[Excerpts of pointing data]
================================

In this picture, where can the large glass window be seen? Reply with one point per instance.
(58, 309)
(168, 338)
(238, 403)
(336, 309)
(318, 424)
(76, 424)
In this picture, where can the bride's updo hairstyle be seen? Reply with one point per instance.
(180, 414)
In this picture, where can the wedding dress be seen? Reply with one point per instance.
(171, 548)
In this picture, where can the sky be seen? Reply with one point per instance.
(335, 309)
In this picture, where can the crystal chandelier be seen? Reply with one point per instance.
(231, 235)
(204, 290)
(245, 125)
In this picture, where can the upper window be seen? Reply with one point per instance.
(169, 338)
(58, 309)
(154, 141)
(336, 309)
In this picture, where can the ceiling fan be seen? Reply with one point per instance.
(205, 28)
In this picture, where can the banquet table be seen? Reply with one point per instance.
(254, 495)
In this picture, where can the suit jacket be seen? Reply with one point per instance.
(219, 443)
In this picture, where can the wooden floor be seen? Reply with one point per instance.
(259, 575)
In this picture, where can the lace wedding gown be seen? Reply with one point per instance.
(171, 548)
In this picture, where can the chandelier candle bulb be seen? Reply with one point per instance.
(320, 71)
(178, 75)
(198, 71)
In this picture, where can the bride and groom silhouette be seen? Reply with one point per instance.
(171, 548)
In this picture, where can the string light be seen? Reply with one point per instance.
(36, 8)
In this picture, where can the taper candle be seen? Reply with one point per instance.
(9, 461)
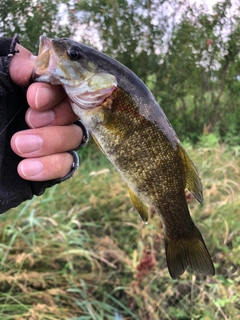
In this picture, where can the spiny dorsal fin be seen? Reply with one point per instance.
(141, 207)
(193, 182)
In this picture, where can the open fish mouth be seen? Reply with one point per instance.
(85, 84)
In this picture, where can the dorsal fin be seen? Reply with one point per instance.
(141, 207)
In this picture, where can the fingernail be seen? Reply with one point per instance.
(43, 97)
(38, 119)
(31, 168)
(28, 143)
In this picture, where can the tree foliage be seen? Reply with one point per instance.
(32, 18)
(188, 56)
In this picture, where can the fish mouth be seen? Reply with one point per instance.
(46, 61)
(86, 85)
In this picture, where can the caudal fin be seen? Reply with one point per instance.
(190, 252)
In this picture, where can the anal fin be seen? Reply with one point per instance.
(141, 207)
(192, 181)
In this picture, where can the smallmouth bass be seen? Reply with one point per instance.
(135, 135)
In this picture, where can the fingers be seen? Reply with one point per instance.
(49, 105)
(21, 66)
(61, 114)
(45, 168)
(45, 151)
(43, 96)
(46, 141)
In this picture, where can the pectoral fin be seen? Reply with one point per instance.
(141, 207)
(192, 180)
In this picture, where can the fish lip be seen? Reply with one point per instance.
(45, 44)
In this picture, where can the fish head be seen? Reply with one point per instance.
(63, 61)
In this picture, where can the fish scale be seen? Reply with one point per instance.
(135, 135)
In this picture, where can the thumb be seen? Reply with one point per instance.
(21, 66)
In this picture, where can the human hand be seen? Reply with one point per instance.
(44, 147)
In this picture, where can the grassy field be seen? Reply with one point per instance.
(81, 251)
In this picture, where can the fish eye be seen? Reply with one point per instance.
(74, 53)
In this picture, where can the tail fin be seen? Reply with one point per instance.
(190, 252)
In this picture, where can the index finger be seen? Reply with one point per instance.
(21, 66)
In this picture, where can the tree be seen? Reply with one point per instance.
(31, 18)
(186, 55)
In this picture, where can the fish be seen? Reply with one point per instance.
(133, 132)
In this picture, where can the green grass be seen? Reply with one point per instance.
(81, 252)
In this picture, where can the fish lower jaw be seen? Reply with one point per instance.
(88, 100)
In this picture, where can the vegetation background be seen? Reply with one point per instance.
(80, 251)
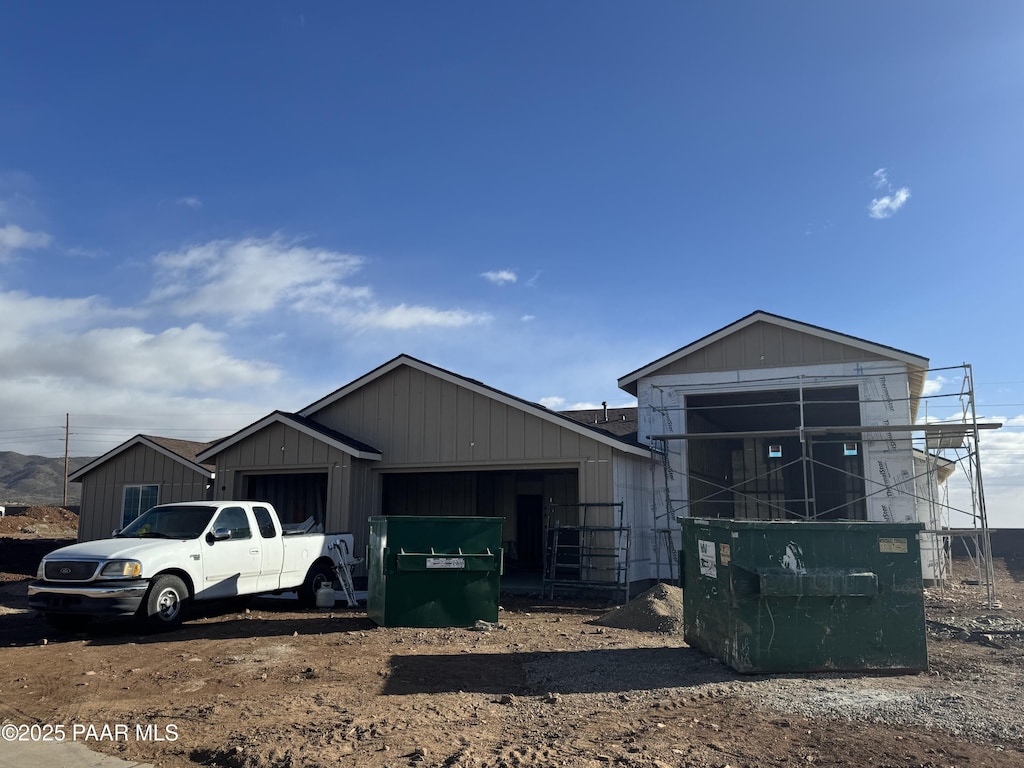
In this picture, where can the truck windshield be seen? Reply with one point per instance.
(169, 522)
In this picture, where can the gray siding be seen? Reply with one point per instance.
(420, 421)
(424, 423)
(765, 345)
(280, 448)
(102, 488)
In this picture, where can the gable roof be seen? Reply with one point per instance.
(617, 421)
(916, 365)
(183, 452)
(307, 426)
(593, 431)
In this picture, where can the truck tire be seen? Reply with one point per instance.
(165, 603)
(320, 573)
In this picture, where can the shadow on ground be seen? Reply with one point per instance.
(214, 622)
(601, 671)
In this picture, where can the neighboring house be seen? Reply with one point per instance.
(145, 470)
(767, 418)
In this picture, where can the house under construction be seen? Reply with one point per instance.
(767, 418)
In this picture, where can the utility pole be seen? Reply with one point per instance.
(67, 434)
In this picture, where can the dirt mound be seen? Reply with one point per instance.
(45, 521)
(657, 609)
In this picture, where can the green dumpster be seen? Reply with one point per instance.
(433, 571)
(798, 596)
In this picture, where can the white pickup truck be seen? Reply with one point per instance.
(176, 553)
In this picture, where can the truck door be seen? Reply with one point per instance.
(230, 566)
(269, 572)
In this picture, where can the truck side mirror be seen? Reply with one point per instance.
(218, 535)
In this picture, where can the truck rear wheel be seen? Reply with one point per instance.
(165, 603)
(320, 573)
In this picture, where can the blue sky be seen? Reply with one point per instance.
(211, 211)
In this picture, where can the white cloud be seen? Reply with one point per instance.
(83, 345)
(501, 276)
(883, 208)
(13, 238)
(240, 280)
(887, 206)
(402, 317)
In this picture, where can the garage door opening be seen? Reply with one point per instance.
(528, 500)
(296, 496)
(770, 476)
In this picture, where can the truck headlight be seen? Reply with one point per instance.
(122, 569)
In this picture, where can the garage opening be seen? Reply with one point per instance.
(528, 500)
(296, 496)
(765, 476)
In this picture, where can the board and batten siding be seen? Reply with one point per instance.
(102, 488)
(422, 422)
(766, 345)
(282, 449)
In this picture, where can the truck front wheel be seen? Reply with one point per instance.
(165, 603)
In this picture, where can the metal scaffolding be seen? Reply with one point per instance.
(951, 441)
(587, 555)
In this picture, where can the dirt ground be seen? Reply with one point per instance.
(275, 687)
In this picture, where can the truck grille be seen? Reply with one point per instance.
(71, 570)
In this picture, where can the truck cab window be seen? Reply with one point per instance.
(233, 518)
(264, 522)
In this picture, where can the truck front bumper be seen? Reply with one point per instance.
(112, 599)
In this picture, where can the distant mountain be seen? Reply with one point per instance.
(37, 479)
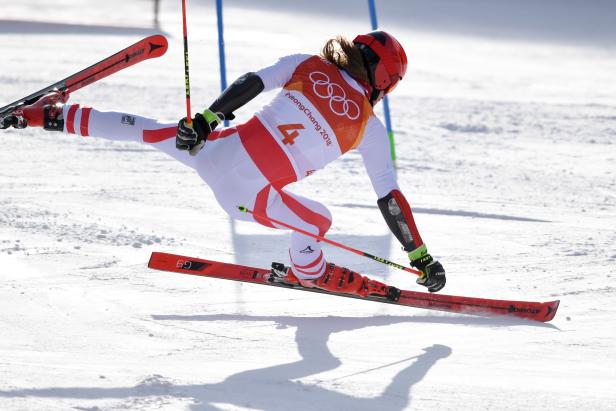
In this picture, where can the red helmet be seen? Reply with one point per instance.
(385, 61)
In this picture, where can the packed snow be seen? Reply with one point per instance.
(505, 132)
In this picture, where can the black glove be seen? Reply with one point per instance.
(432, 272)
(193, 137)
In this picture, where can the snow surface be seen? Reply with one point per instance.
(506, 131)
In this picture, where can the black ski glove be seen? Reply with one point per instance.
(192, 137)
(432, 272)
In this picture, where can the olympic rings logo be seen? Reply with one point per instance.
(338, 103)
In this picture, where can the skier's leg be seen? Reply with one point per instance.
(305, 252)
(110, 125)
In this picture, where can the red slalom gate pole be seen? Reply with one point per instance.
(186, 72)
(245, 209)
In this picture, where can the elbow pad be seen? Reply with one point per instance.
(238, 94)
(399, 218)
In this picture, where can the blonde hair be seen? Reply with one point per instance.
(344, 54)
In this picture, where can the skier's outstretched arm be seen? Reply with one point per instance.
(396, 210)
(244, 89)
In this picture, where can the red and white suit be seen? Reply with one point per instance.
(319, 114)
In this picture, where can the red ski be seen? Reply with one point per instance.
(149, 47)
(537, 311)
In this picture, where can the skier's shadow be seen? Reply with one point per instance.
(276, 387)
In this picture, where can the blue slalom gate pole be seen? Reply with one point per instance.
(221, 50)
(390, 132)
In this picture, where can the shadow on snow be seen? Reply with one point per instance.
(276, 387)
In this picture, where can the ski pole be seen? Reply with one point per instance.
(245, 209)
(186, 73)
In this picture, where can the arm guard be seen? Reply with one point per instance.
(399, 218)
(237, 94)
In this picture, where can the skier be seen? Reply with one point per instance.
(325, 108)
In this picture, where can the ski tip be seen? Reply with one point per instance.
(552, 307)
(157, 45)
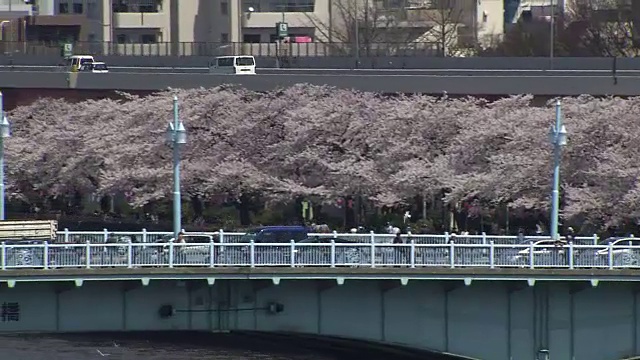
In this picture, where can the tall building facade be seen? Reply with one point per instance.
(252, 22)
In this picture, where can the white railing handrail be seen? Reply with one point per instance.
(327, 254)
(67, 234)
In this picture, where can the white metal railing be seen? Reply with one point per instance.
(144, 236)
(210, 253)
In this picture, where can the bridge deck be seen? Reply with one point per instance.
(338, 273)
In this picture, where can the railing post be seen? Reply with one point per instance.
(129, 254)
(212, 252)
(372, 244)
(452, 248)
(171, 248)
(3, 253)
(610, 255)
(492, 254)
(292, 257)
(570, 255)
(333, 253)
(413, 253)
(87, 254)
(252, 254)
(531, 255)
(45, 255)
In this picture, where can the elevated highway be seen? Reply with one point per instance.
(456, 82)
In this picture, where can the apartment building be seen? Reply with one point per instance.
(246, 21)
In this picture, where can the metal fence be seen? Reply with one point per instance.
(325, 254)
(144, 236)
(222, 49)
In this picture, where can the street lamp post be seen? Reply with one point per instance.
(5, 132)
(176, 137)
(558, 135)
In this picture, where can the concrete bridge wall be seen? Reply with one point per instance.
(487, 319)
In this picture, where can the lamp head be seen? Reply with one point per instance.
(181, 134)
(562, 136)
(5, 127)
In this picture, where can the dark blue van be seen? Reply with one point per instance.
(275, 234)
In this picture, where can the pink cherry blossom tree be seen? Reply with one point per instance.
(324, 143)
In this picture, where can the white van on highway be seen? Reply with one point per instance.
(238, 65)
(76, 61)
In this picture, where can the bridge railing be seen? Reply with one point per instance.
(144, 236)
(223, 49)
(320, 254)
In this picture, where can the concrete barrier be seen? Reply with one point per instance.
(430, 84)
(386, 62)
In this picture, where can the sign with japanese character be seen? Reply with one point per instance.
(10, 311)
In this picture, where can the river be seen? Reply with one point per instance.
(172, 346)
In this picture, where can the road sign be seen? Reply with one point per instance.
(282, 29)
(67, 50)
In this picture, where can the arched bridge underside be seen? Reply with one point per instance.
(271, 343)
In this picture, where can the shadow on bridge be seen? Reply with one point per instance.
(283, 343)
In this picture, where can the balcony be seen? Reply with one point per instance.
(140, 20)
(269, 19)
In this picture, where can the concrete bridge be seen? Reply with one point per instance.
(469, 312)
(468, 300)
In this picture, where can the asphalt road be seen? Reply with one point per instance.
(353, 72)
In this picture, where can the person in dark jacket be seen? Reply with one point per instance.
(399, 257)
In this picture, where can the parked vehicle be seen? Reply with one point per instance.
(75, 62)
(235, 65)
(94, 67)
(20, 237)
(545, 253)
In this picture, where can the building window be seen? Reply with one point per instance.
(291, 6)
(148, 38)
(133, 6)
(255, 4)
(251, 38)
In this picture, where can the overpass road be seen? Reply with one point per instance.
(347, 72)
(453, 82)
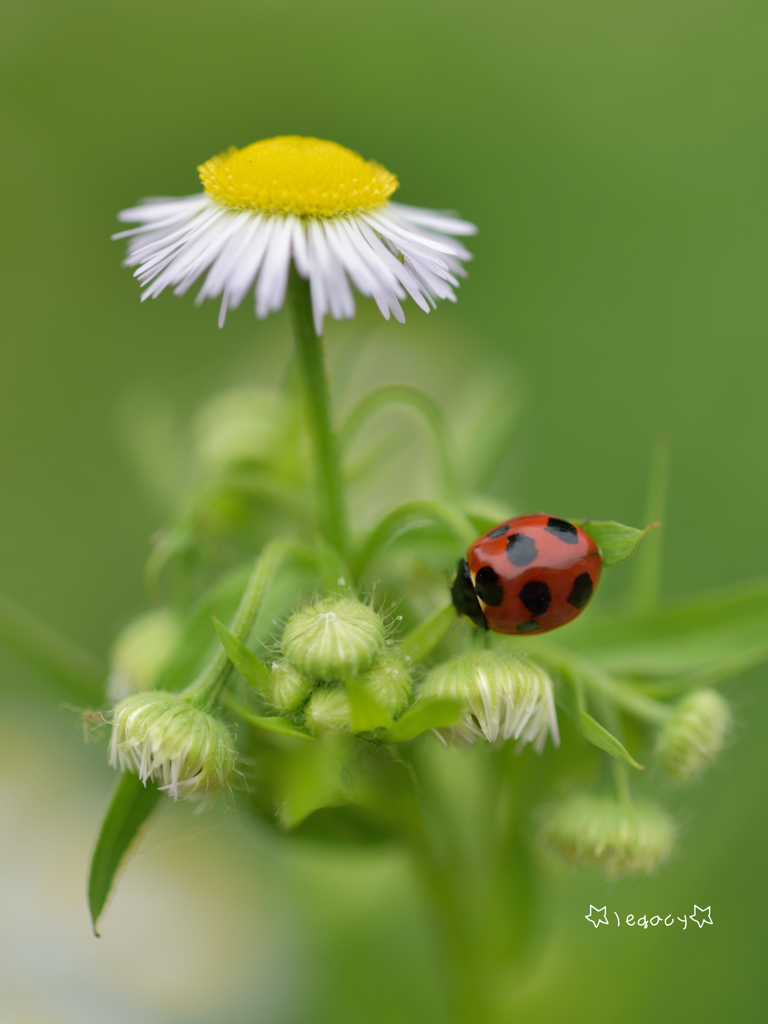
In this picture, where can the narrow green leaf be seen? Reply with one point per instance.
(367, 713)
(435, 713)
(272, 723)
(421, 641)
(130, 806)
(605, 740)
(253, 670)
(616, 543)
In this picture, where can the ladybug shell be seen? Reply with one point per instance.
(532, 573)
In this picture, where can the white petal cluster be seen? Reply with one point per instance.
(386, 253)
(162, 736)
(507, 697)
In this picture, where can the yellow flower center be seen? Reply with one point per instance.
(292, 174)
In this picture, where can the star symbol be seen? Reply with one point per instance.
(598, 910)
(707, 915)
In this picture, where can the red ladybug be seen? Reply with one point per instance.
(528, 574)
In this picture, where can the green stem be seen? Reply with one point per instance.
(312, 368)
(206, 690)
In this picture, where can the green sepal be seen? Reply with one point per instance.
(367, 712)
(130, 806)
(272, 723)
(434, 713)
(251, 668)
(616, 543)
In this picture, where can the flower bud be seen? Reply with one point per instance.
(239, 426)
(617, 837)
(387, 681)
(290, 688)
(334, 639)
(328, 708)
(693, 734)
(165, 737)
(507, 697)
(140, 651)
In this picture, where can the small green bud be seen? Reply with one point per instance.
(617, 837)
(328, 708)
(290, 688)
(693, 734)
(165, 737)
(388, 681)
(140, 651)
(507, 697)
(334, 639)
(239, 426)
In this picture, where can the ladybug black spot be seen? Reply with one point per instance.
(499, 531)
(562, 530)
(521, 549)
(582, 591)
(486, 586)
(464, 597)
(536, 597)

================================

Return exactly the lines from the one containing "In this picture, where can the ladybug shell" through the last line of the records above, both included, and nothing else.

## TASK ANSWER
In this picture, where can the ladybug shell be seen? Reply with one point per instance.
(532, 573)
In this picture, where can the white petal cluster be seen? Reply with one point per instance.
(386, 253)
(162, 736)
(507, 697)
In this picture, where can the yellow flower center be seen? Reply with one point per instance.
(292, 174)
In this picture, where can the star symbol be seen? Reply with one point per instance.
(598, 910)
(707, 915)
In this picture, where can the red ladybug be seen? Reply with one point per instance.
(528, 574)
In this picture, where can the green stem be seen? Reply with one point per instance.
(312, 368)
(206, 690)
In this picture, where can the green sepal be seen? Reply with one point per instance.
(367, 712)
(130, 806)
(272, 723)
(434, 713)
(251, 668)
(616, 543)
In this picture, where can the flower bud be seen? Reply with one point per instance.
(239, 426)
(617, 837)
(387, 681)
(290, 688)
(334, 639)
(328, 708)
(693, 734)
(165, 737)
(507, 697)
(140, 651)
In this picture, where can the small green bud be seen? Reply with one point per instance.
(617, 837)
(328, 708)
(290, 688)
(693, 734)
(165, 737)
(388, 681)
(140, 651)
(507, 697)
(334, 639)
(239, 426)
In this picture, where can the ladybug black spot be seen? Reply with one point per instance.
(499, 531)
(562, 530)
(521, 549)
(582, 591)
(486, 586)
(464, 597)
(536, 597)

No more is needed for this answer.